[Point localization data]
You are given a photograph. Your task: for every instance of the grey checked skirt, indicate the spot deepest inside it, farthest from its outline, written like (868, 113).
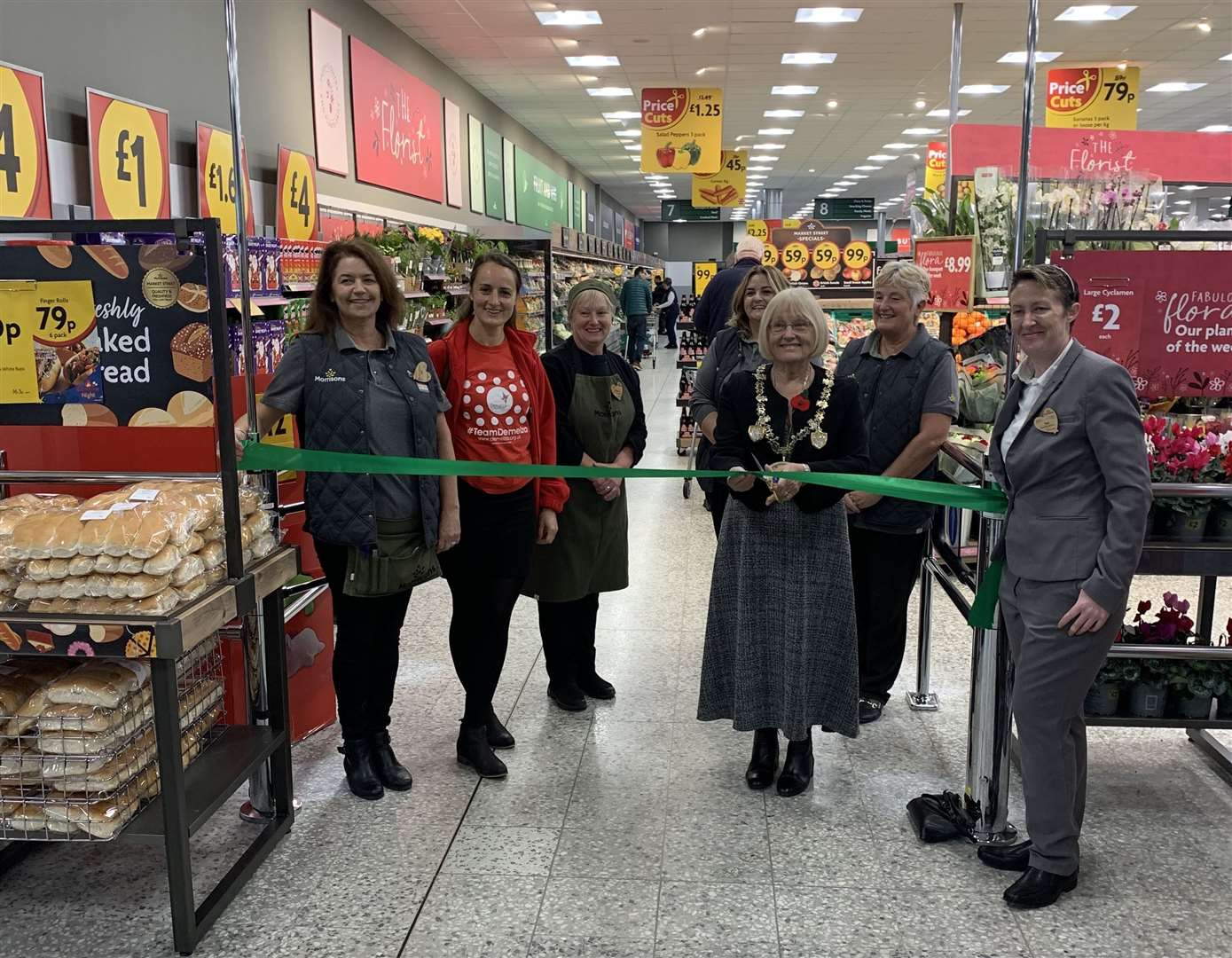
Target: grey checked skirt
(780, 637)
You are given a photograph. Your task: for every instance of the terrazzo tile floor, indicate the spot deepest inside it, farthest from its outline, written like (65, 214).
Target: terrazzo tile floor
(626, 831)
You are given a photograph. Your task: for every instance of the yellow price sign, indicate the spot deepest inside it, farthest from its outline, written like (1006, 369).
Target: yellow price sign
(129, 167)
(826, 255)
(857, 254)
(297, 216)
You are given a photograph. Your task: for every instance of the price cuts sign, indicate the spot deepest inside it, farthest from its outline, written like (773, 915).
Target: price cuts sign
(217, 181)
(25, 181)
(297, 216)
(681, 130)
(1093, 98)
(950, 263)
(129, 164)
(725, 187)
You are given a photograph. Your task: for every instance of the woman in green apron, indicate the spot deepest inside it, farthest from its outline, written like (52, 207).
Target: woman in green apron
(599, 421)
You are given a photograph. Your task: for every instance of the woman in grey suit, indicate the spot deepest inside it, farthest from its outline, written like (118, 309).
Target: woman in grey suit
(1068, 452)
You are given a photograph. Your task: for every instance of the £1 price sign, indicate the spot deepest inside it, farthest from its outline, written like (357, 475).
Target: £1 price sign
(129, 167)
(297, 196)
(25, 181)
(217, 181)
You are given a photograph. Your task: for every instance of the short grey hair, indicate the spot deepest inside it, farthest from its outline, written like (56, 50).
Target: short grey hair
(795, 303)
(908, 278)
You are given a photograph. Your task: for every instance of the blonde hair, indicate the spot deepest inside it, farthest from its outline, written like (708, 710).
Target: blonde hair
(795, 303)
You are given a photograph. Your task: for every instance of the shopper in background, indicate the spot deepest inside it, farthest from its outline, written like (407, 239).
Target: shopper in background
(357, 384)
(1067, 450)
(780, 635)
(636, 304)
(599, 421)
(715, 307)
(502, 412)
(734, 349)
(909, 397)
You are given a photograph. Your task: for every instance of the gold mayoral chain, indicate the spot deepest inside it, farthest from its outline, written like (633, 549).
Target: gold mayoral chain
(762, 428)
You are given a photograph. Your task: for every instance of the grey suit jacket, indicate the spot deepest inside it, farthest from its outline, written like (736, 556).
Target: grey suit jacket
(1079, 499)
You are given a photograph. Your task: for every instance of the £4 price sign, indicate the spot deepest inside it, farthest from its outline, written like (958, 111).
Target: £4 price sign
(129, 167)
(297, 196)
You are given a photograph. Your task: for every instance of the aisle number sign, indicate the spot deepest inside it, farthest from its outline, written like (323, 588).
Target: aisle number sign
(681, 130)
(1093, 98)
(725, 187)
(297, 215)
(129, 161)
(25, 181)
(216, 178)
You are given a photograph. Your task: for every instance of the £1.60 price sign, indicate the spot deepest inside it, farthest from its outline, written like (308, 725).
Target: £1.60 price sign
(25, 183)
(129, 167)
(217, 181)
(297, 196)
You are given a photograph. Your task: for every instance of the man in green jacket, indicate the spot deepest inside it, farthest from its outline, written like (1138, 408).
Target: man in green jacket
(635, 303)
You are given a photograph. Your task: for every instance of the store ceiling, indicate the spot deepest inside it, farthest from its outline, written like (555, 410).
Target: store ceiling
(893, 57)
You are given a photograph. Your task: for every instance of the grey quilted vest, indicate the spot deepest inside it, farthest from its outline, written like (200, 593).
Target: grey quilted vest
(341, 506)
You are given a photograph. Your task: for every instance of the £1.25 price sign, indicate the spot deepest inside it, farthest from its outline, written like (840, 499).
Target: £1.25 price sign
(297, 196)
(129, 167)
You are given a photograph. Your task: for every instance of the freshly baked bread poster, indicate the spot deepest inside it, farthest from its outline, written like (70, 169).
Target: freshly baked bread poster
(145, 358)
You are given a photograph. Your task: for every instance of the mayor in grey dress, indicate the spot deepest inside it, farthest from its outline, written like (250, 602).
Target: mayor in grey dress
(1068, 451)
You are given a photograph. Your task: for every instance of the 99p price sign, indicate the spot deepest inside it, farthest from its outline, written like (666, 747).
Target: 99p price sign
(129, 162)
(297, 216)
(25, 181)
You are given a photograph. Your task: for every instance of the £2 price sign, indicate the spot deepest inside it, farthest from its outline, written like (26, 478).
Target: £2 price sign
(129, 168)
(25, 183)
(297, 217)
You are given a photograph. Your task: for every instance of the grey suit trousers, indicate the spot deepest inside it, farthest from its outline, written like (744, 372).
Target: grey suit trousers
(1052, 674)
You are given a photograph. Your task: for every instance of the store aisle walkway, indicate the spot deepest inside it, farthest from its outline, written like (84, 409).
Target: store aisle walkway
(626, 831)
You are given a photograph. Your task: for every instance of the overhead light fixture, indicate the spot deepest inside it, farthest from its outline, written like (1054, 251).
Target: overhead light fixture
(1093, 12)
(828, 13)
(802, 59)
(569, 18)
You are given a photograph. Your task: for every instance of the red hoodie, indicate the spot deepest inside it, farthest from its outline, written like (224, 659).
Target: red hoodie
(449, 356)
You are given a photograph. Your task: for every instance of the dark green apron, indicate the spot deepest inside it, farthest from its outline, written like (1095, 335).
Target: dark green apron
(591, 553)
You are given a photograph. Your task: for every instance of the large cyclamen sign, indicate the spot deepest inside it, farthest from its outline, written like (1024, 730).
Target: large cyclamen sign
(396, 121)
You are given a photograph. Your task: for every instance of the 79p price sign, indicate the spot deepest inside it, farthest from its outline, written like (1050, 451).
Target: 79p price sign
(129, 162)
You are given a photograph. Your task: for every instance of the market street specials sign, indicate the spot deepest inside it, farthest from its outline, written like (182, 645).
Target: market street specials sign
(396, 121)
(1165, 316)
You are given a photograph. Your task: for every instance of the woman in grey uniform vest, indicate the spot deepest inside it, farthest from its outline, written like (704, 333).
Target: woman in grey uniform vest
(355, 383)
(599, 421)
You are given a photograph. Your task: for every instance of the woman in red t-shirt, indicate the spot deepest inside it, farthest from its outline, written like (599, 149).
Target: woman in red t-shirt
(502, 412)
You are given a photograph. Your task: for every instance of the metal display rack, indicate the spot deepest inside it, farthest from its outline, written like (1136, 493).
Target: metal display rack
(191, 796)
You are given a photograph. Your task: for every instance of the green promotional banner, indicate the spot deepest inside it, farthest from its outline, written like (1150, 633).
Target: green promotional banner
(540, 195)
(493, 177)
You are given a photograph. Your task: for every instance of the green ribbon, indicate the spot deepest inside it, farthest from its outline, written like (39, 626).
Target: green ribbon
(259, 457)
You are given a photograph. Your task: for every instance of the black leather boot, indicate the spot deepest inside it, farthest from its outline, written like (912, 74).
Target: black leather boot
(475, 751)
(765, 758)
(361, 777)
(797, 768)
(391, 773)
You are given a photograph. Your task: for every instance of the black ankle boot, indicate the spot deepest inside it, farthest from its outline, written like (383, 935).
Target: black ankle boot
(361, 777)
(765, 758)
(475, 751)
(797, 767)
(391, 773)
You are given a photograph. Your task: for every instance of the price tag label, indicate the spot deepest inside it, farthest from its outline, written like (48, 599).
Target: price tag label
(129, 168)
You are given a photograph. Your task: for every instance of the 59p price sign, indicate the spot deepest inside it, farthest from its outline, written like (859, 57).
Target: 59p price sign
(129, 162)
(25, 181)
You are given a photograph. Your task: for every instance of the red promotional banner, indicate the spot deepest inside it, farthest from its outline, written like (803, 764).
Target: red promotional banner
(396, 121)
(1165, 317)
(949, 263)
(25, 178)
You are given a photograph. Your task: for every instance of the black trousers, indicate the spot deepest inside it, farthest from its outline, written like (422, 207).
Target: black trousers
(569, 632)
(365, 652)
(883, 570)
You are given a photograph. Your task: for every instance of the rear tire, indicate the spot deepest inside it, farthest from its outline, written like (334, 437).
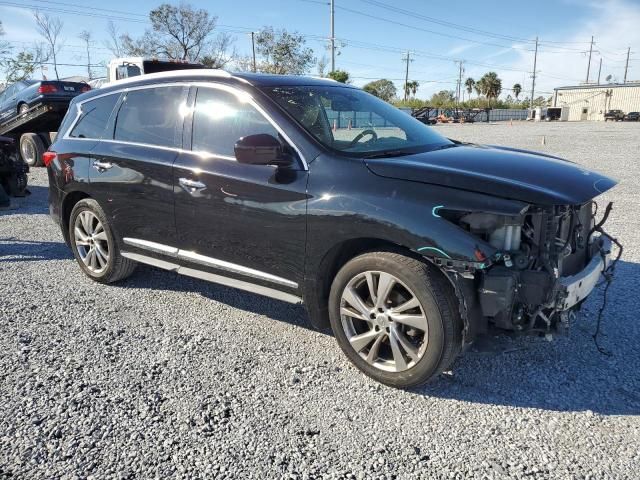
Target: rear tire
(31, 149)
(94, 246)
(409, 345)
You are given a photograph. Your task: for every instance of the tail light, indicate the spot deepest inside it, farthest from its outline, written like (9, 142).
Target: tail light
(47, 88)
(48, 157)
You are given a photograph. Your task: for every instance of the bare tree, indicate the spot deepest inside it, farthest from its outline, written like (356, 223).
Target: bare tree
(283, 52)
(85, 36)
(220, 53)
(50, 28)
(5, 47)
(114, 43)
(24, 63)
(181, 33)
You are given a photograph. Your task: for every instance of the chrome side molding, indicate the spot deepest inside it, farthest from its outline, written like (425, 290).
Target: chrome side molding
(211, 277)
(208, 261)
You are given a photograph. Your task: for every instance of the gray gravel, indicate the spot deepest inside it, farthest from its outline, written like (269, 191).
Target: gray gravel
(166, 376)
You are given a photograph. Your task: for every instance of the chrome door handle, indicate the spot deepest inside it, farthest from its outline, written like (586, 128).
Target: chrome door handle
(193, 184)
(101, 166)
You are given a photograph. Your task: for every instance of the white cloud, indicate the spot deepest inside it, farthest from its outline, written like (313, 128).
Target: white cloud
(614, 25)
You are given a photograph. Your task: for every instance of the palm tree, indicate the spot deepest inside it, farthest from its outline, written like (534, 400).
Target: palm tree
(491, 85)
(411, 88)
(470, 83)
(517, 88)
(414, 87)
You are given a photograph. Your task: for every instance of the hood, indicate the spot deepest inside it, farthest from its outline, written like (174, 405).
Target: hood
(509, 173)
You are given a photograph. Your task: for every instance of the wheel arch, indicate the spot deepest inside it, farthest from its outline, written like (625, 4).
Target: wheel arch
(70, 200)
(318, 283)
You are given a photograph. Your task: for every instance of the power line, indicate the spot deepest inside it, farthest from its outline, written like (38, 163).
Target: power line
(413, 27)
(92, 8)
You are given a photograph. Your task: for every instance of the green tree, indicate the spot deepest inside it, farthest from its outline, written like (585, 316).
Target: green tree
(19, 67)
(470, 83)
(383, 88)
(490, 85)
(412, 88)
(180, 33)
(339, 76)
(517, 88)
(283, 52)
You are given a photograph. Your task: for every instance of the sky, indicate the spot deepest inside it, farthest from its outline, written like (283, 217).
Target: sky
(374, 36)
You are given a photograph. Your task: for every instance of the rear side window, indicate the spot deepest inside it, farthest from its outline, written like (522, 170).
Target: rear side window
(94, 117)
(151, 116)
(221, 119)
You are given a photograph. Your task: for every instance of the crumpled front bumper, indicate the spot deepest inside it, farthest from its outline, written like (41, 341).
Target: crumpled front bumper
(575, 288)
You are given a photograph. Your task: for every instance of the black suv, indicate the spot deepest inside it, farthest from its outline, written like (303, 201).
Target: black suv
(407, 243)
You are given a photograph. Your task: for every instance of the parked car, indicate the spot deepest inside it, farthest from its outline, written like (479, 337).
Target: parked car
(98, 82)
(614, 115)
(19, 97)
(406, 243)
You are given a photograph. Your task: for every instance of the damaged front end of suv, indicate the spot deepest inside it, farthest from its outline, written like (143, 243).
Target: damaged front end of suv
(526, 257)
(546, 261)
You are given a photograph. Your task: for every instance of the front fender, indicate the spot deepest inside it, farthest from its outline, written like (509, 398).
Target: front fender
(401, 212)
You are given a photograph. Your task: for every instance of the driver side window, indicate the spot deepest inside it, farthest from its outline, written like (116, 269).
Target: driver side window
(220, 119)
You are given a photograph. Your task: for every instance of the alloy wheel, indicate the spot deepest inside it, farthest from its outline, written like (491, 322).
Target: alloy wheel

### WORK INSTRUCTIONS
Take the records above and return, word for word, only the lines that fall from the line with "Target: woman in grey uniform vest" to the line with "like (1136, 493).", both of them included.

### SOLUTION FOR THIS PROBLEM
Target: woman in grey uniform vest
(355, 383)
(599, 421)
You are given a photograph. Your task: for every instance of the woman in red t-shirt, indicate the spot deepest inside it, farthest from its outline, written like (599, 149).
Target: woman in red t-shirt
(502, 412)
You are given a photograph. Your task: for every instance of the metal display rack, indicate the spot deepest inside it, farthest from its outline, written like (1136, 493).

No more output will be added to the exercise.